**Отрывок**
________________________
Оркестрант или солист оркестра всегда сидит или стоит так, чтобы видеть дирижера. А певец в зависимости от мизансцен может стоять спиной или боком к дирижеру или двигаться по сцене, при этом контролируя себя, сверяя свой ритм с ритмом дирижирования. Неудобное расположение на сцене волнует не только певцов. Драматург Алексей Николаевич Арбузов писал:

«По-моему, режиссер обязан потребовать от актера слова на сцене, а он в погоне за правдоподобием заставляет актера говорить боком, спиной, звук летит за кулисы… Может быть, это и правдоподобно, но я уверен, законы выразительности в театре должны быть направлены к очень четкому и звонкому слову. Дело здесь не только в дикции, в некоей смелости: не следует бояться театральных мизансцен таких, которые дают возможность услышать»[9].

Оперный театр должен быть причислен к опасному производству. Артист в опере (не берусь говорить о драме) практически всегда находится не на полу сцены, а на так называемых станках. Это либо специальные поверхности, часто наклонные или двигающиеся, либо лестницы, либо довольно высокие площадки, на которые надо забираться. Все это создает дополнительные трудности для пения. А если к этому добавляются меняющиеся декорации, которые иногда укрепляются наспех, различные детали оформления, подвешенные на колосниках, передвижение по сцене часто в полной темноте, то можно сказать, что сцена оперного театра чревата опасными критическими ситуациями и требует от артиста и всех участников спектакля особенной осторожности и внимания[10].
________________________
**Порядок работы**
**1.** Процитируйте из текста об оперной сцене фрагмент от «Оперный театр должен» до «осторожности и внимания[10].».
**2.** В каких строках есть слово «green»? Соберите все такие строки, учитывая регистр букв.

**Выборка данных**
________________________
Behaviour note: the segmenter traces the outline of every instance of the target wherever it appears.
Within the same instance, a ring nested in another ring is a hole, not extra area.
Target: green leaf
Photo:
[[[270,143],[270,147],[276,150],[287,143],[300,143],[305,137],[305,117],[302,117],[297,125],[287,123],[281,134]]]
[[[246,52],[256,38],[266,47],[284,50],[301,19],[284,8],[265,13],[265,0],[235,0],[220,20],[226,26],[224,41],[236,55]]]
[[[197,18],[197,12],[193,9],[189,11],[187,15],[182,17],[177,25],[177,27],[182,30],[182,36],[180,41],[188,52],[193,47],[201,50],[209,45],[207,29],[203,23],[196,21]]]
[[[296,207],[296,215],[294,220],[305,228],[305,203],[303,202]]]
________________________
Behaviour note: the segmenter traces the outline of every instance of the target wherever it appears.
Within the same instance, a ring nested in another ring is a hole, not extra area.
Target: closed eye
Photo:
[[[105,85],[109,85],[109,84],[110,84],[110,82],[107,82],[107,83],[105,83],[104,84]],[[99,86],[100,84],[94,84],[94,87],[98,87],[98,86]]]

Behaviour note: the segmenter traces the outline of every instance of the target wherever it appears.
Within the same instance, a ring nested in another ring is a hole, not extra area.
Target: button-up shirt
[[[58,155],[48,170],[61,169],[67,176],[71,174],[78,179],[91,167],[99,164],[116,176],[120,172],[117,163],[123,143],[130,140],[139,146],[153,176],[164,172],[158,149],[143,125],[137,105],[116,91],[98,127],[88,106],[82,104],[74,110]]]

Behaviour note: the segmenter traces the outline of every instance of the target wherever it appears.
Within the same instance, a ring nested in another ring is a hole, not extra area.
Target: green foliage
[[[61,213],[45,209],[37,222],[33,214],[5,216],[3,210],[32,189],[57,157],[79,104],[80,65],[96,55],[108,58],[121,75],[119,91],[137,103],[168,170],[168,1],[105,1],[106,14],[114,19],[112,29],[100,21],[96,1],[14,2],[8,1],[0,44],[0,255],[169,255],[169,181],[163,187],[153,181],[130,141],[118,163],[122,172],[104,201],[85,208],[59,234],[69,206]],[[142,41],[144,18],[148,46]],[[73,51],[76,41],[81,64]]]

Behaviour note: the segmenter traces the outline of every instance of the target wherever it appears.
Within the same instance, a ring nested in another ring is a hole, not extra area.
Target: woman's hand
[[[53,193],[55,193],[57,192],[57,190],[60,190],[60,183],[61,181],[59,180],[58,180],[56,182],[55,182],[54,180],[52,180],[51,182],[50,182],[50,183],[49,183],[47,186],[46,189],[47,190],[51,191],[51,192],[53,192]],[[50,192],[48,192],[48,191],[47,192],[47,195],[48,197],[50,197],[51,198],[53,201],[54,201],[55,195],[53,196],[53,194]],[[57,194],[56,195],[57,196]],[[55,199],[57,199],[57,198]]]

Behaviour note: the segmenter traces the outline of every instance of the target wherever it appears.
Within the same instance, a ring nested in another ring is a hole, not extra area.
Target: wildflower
________________________
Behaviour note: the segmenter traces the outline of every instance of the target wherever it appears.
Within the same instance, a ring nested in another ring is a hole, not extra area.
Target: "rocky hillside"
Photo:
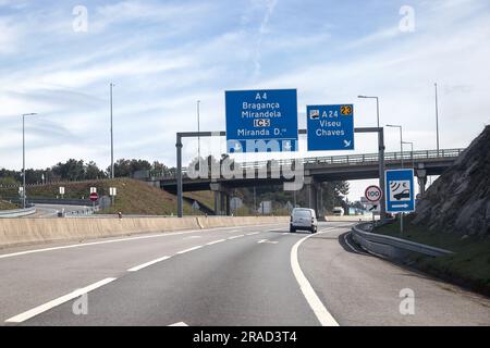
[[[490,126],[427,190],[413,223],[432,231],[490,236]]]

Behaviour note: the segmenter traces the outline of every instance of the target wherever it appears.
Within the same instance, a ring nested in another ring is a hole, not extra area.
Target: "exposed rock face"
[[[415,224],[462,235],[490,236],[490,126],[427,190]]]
________________________
**Список ответов**
**1.**
Оперный театр должен быть причислен к опасному производству. Артист в опере (не берусь говорить о драме) практически всегда находится не на полу сцены, а на так называемых станках. Это либо специальные поверхности, часто наклонные или двигающиеся, либо лестницы, либо довольно высокие площадки, на которые надо забираться. Все это создает дополнительные трудности для пения. А если к этому добавляются меняющиеся декорации, которые иногда укрепляются наспех, различные детали оформления, подвешенные на колосниках, передвижение по сцене часто в полной темноте, то можно сказать, что сцена оперного театра чревата опасными критическими ситуациями и требует от артиста и всех участников спектакля особенной осторожности и внимания[10].

**2.**
Target: green leaf
Target: green foliage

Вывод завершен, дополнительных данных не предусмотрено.